— start Supplied data —

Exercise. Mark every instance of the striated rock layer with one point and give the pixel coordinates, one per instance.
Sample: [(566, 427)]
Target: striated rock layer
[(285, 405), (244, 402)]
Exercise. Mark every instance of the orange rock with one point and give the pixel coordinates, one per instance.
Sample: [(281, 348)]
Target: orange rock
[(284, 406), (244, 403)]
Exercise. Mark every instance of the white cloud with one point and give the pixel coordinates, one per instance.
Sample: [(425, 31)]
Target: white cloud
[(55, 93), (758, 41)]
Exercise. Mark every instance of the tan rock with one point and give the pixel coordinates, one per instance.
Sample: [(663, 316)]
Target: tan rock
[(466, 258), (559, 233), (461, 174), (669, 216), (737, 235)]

— end Supplied data —

** Problem statement **
Convert every line of the records above into a JSON list of strings, one string per line, leaving out any blank lines.

** Solution to the exercise **
[
  "Exercise. Mark every instance of the striated rock layer with one point and give the pixel coordinates, one per instance.",
  "Sample: [(566, 427)]",
  "Target: striated rock layer",
  "[(285, 405), (244, 402)]",
  "Exercise. Mark every instance of the orange rock with one point and give the pixel coordinates, one per instance.",
  "Sample: [(281, 348)]",
  "Target: orange rock",
  "[(284, 406), (244, 403)]",
  "Exercise. Mark every instance of the white cloud with one point and give the pixel coordinates, one per instance.",
  "Sample: [(425, 31)]",
  "Target: white cloud",
  "[(55, 93), (758, 41)]",
  "Exercise. Mark every instance of the tan rock with one point and give the pixel coordinates, one per instance.",
  "Sample: [(663, 316)]",
  "Target: tan rock",
  "[(466, 258), (559, 233), (461, 174), (669, 216), (737, 235)]"
]